_The exercise_:
Will you quote only the lines starting at the one that contains "Objective — one point per instance of the blurred" and ending with the last line of the listing below, inclusive?

_Data rows_:

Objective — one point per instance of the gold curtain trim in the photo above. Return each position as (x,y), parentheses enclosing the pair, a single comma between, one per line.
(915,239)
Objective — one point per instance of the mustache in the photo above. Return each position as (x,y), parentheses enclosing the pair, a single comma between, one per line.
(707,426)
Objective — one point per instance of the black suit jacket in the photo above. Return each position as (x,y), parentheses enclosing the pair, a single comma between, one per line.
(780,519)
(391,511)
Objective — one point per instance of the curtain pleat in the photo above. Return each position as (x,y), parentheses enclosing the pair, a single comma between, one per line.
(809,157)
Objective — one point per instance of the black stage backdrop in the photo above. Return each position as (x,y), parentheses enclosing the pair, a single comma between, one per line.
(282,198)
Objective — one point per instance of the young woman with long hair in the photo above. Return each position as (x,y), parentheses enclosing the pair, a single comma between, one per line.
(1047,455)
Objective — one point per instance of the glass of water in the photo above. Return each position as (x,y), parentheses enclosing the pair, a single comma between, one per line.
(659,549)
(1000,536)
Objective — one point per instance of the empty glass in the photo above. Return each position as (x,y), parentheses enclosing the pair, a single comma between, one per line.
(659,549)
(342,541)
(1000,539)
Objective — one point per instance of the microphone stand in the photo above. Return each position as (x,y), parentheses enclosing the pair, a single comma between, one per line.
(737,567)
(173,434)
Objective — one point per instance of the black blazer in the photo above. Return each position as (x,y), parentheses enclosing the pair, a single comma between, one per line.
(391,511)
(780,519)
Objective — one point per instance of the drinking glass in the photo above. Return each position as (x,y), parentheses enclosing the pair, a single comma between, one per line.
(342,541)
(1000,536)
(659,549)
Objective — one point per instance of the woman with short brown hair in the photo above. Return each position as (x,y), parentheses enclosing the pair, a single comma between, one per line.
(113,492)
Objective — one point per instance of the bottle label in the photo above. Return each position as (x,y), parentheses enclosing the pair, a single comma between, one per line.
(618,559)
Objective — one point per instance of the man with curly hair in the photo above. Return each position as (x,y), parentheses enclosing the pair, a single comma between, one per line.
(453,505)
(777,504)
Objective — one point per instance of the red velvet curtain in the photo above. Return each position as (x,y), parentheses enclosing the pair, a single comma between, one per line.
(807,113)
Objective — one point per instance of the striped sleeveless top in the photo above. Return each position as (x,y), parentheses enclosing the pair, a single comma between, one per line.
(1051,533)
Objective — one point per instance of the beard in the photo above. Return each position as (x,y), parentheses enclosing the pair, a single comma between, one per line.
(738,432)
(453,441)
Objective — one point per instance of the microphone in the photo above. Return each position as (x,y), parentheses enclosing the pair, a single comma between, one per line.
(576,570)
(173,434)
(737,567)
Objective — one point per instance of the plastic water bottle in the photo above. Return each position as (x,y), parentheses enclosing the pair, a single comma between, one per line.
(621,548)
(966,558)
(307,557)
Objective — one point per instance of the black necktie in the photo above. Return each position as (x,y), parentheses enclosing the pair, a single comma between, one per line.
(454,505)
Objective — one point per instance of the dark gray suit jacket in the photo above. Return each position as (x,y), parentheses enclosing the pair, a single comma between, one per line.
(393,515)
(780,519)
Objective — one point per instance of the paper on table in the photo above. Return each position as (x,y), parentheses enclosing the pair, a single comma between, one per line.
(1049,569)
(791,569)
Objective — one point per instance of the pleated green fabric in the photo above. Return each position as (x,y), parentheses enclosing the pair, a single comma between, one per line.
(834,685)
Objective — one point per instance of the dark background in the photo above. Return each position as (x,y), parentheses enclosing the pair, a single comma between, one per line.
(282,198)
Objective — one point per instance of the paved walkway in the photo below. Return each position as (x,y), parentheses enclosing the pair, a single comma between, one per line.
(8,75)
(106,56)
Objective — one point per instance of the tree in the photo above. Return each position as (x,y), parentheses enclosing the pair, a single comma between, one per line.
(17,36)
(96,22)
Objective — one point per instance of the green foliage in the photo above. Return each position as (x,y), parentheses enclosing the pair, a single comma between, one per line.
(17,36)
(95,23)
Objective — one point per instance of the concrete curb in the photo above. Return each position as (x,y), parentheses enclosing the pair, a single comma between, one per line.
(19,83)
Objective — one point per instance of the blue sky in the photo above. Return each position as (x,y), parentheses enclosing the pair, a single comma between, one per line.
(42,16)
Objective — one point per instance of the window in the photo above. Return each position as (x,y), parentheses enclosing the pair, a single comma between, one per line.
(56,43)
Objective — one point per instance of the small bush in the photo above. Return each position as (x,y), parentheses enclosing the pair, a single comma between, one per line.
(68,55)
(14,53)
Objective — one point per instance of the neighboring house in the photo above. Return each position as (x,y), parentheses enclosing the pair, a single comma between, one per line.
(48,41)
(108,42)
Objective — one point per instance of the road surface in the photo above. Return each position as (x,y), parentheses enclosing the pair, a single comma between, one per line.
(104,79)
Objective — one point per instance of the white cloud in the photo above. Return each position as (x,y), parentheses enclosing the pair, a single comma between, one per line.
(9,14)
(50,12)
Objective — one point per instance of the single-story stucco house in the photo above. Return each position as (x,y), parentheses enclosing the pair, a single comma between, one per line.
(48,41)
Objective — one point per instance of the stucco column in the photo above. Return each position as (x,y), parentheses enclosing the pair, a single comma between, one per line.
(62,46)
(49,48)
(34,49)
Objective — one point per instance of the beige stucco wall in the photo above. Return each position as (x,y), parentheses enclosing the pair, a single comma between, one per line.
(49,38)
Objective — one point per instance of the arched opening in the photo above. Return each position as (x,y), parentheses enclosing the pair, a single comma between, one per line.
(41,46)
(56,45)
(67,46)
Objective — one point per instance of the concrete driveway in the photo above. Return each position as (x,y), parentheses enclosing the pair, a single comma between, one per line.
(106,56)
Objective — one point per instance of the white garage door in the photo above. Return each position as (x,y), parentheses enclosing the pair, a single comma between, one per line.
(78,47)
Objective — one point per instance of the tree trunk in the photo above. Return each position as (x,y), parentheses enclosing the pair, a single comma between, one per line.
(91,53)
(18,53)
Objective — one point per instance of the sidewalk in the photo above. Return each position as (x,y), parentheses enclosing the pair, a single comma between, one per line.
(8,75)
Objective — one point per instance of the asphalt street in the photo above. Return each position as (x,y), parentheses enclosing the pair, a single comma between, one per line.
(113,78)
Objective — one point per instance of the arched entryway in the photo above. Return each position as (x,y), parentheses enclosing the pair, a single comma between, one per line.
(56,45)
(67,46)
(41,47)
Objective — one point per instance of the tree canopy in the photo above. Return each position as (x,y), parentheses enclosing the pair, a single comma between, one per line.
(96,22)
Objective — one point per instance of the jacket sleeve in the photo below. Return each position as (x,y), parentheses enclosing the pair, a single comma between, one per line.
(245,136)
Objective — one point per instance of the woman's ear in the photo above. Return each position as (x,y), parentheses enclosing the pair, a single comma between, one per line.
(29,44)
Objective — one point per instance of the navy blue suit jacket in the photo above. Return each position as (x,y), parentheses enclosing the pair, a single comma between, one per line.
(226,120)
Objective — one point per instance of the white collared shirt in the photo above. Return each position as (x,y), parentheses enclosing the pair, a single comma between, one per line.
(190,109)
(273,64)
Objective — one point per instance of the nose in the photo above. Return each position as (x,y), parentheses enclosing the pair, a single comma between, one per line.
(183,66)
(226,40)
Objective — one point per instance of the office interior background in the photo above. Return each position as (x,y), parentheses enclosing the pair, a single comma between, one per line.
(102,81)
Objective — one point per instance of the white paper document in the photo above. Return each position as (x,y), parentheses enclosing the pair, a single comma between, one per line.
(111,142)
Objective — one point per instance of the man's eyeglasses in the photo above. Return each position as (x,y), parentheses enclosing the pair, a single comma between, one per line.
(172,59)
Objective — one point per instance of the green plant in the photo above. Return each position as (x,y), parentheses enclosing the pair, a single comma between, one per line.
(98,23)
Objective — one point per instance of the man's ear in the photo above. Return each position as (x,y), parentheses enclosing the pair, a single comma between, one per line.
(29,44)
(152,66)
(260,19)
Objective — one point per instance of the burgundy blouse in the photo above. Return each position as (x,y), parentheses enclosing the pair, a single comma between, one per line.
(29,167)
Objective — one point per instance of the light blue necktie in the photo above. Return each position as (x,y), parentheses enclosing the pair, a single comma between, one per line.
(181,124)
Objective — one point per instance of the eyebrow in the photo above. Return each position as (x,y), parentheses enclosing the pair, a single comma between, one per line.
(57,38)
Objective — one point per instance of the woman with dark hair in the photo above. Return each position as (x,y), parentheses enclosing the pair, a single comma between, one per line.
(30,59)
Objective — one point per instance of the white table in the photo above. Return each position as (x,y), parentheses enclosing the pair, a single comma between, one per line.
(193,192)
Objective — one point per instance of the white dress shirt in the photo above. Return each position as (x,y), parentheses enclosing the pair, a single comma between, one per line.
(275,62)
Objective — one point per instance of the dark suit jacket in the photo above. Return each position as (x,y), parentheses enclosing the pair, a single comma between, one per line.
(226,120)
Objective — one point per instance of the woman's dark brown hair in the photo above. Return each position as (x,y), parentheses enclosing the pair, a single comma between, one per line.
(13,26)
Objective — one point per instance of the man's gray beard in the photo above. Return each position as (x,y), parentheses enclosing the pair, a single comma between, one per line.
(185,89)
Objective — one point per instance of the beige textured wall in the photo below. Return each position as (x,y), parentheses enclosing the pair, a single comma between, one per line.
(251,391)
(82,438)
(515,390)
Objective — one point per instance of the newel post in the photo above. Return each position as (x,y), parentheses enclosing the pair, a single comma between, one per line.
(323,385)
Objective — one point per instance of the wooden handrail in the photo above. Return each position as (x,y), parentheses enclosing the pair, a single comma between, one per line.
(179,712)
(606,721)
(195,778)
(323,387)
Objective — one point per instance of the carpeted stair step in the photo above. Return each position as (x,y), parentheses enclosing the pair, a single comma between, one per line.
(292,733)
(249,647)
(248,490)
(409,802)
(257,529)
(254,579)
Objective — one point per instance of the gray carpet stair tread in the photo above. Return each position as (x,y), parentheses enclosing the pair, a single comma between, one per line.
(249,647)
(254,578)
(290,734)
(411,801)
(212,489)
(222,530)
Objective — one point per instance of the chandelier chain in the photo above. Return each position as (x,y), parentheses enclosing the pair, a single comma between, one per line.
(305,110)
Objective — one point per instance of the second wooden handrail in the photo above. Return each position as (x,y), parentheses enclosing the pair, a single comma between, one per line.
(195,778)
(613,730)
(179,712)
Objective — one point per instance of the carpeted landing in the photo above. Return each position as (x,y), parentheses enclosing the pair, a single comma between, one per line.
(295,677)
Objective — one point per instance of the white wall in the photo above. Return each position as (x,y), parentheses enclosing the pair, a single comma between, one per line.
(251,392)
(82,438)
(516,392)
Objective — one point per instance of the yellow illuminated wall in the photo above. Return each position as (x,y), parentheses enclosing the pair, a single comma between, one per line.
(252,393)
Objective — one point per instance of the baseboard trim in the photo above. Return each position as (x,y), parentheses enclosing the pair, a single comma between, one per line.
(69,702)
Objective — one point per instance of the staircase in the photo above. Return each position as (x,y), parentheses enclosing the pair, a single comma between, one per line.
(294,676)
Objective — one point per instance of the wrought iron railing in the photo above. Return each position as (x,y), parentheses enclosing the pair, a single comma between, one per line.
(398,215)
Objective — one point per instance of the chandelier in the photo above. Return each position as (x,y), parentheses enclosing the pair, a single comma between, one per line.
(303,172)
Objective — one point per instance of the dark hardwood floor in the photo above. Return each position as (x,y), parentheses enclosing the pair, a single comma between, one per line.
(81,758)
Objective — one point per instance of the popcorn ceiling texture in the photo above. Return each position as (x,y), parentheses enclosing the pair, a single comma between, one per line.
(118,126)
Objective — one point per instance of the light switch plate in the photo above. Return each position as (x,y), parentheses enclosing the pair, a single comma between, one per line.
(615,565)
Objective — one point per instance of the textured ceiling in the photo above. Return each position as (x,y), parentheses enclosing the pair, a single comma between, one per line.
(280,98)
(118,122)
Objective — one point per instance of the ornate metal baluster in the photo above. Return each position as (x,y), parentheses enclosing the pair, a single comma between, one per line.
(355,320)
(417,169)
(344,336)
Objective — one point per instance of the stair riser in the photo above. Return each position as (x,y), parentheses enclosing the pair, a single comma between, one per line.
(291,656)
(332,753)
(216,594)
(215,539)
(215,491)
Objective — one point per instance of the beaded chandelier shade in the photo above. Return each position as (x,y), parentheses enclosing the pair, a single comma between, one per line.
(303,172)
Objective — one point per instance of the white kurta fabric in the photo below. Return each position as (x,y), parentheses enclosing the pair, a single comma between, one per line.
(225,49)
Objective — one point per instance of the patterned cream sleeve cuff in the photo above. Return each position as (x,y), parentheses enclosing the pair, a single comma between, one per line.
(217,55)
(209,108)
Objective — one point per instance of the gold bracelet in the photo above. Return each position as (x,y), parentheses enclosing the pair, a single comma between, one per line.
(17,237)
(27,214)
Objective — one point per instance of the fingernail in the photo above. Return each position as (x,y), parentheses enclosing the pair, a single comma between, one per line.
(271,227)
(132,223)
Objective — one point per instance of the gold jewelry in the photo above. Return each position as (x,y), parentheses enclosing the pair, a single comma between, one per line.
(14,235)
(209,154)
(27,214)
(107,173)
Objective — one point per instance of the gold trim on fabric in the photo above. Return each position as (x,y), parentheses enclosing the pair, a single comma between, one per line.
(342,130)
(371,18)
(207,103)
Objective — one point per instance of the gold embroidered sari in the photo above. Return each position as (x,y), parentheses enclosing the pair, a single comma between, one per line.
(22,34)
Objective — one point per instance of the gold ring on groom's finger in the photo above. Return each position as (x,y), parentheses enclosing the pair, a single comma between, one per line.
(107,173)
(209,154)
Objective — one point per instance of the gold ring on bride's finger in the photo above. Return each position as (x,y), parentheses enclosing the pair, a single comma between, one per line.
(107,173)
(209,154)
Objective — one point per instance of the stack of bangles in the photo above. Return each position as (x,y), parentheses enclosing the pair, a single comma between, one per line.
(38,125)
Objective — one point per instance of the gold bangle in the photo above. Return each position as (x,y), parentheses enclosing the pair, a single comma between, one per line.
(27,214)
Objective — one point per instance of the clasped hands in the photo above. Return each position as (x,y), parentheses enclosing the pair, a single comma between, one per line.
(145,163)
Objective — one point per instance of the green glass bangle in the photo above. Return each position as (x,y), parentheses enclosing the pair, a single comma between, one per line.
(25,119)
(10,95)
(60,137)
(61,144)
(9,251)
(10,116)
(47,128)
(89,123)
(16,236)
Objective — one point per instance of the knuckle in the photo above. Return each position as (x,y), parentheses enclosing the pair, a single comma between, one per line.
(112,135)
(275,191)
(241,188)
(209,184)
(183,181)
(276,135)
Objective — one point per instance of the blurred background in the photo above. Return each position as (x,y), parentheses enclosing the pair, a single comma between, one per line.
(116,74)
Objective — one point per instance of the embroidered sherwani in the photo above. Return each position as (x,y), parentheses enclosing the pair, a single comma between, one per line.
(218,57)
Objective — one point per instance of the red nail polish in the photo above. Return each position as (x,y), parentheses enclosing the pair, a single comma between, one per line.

_Output below_:
Objective — one point per instance of the blurred background in the photo above. Return each position as (x,y), parentheses enclosing the pair, a single comma between, one per line.
(116,74)
Objective — one point per instance of the embroidered sherwani in the photo above. Return each position as (x,y), parentheses enclosing the pair, a single comma between, one per line.
(218,57)
Objective — one point per instance of the red nail polish in the photo above. Return each position as (x,y), parentheses enclosing the pair, a single comma between, one per line.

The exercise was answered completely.